◆ PASSAGE ◆
- - - - - - -
OPINION: The release of the Asus ROG Phone 6 has taken mobile play to a new level, but is it enough to change the game?
This week, I had the pleasure of testing out the ROG Phone 6 Pro. This latest gaming phone from Asus has the kind of specs that are dizzying enough to give you a nosebleed; a Snapdragon 8 Plus Gen 1 chipset, 18GB of RAM, a 165Hz refresh rate, and a 720Hz touch sampling rate.
The incredible internals, combined with the dazzling display, gave me a wonderful gaming experience the like of which I’ve not enjoyed before even on top-end devices such as the Samsung Galaxy S22 Plus or the OnePlus 10 Pro. So if mobile gaming is to grow exponentially and totally eclipse the popularity of console gaming, could this be the device to do it?
Well the answer to this is two-fold; firstly, to a great extent, mobile gaming doesn’t actually need any extra help. Right now it’s in rude health, accounting for 50% of global gaming revenue in total according to the leading market research firm Statista, and things are only looking up from there, with this key market set to hit a value of $100 billion in 2023.
- - - - - - -
◆ RECORD EXCERPTS ◆
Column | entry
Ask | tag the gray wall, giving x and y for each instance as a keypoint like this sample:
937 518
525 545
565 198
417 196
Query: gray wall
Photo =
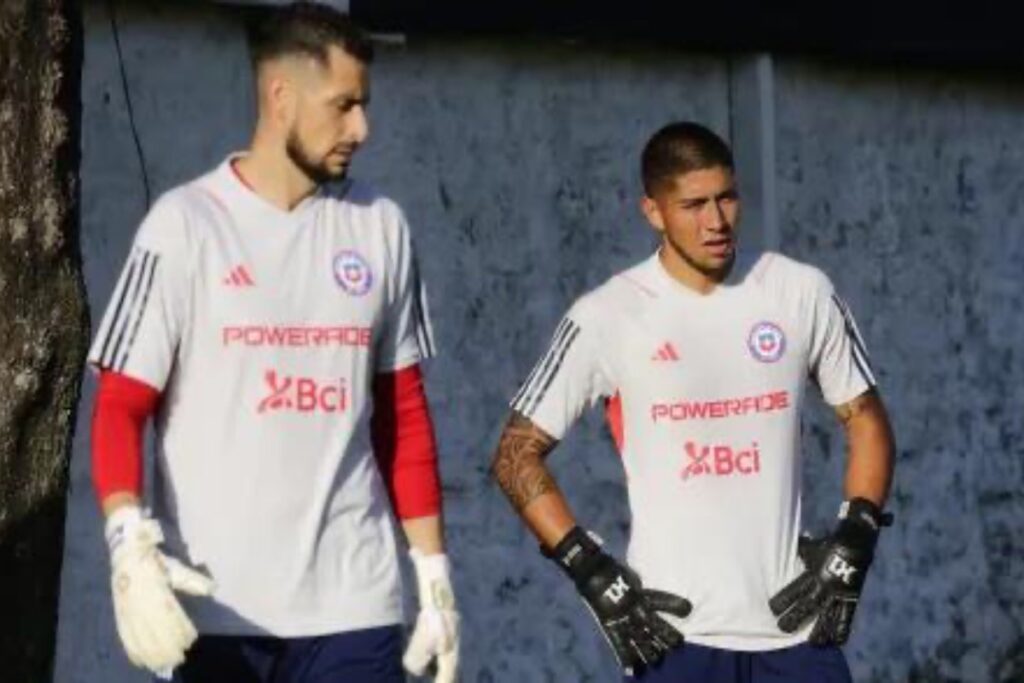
516 164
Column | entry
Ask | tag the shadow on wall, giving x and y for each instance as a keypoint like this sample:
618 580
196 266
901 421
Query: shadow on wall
31 552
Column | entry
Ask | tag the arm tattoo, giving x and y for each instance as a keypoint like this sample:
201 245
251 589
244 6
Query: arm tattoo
865 402
518 465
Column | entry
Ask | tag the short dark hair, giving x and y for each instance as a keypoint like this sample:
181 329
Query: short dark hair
307 29
678 148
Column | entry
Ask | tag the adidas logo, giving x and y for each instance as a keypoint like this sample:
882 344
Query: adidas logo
666 352
239 276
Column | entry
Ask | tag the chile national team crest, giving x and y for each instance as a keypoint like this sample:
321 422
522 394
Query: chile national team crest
352 272
767 342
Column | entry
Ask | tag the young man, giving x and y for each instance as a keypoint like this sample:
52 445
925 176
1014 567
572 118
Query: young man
270 317
700 356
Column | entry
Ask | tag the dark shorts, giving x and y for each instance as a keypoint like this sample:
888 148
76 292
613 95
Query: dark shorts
801 664
373 655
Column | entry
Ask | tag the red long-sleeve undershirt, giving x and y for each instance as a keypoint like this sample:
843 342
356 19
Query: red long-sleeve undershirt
400 428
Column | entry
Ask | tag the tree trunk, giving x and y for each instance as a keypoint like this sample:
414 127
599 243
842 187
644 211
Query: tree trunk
43 318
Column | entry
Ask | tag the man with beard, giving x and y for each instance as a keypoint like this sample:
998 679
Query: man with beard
270 318
700 355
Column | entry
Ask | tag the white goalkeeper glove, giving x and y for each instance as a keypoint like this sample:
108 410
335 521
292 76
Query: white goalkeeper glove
436 631
154 629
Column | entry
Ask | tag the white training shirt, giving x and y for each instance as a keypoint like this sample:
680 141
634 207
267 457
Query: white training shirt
263 330
709 390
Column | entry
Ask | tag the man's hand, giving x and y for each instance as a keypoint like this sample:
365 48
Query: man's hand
624 609
836 568
154 629
436 632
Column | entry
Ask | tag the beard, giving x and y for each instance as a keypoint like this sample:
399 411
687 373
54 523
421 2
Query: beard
714 272
316 170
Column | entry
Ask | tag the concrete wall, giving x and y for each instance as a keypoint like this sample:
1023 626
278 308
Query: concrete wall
516 164
907 188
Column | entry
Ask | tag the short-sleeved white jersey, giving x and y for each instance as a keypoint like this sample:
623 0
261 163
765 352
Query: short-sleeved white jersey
705 395
263 330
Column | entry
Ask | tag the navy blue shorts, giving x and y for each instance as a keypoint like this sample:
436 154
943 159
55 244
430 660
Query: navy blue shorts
373 655
801 664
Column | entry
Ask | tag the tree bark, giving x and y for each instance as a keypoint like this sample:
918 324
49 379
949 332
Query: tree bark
44 323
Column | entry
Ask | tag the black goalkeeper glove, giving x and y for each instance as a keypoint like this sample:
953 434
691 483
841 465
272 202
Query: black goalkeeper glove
624 609
836 567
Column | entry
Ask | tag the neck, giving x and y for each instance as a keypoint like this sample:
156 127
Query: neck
268 171
687 273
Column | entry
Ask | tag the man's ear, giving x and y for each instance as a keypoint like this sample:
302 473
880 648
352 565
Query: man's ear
652 213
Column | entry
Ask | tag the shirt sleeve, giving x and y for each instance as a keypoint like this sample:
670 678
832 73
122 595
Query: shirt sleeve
839 360
567 379
407 337
142 325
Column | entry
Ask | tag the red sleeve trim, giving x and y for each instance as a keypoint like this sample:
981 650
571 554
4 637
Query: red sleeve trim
403 443
123 404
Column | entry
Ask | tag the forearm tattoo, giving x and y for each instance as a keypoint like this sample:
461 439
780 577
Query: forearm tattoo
862 403
518 465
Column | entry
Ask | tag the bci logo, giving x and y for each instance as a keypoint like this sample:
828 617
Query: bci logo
302 394
720 461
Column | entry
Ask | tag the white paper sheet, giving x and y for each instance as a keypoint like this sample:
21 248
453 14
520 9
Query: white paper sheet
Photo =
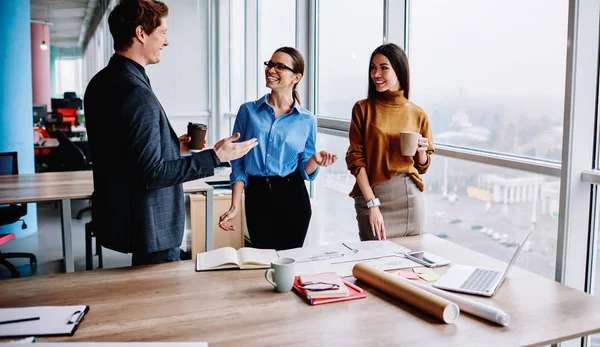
- - - - - - -
◆ PROBLEM REQUIREMENTS ◆
Extend the ROG Phone 6 article beyond its last sentence. The rows are separate material, unrelated to the ROG Phone 6 article.

◆ RESPONSE BOX ◆
That makes a lot of sense when you consider that each of us has a smartphone on us all day long, and they are loaded with increasingly powerful chipsets that can even run very demanding cross-platform games; yet they still seem not to have earned the kudos enjoyed by consoles. The discourse rarely centres around smartphones as a platform, and the gaming world continues to revolve around the PC, the PS5, and the Xbox Series X.
If smartphones are going to convert their considerable market value into the kind of cultural cachet currently enjoyed by consoles and become the go-to platform for all gamers, I think we’ve still got a little longer to go; but change could just be around the corner.
What the ROG Phone 6 Pro does is deliver the highest possible gaming experience within the traditional parameters of mobile gaming as we know it today. That means it runs existing games from the Play Store more smoothly than ever on a large and lush screen, with maximal responsiveness. However, its high price tag and niche appeal means that its audience is a hard core of enthusiasts. In order for mobile gaming to move on up, it needs to transcend the console and become something bigger.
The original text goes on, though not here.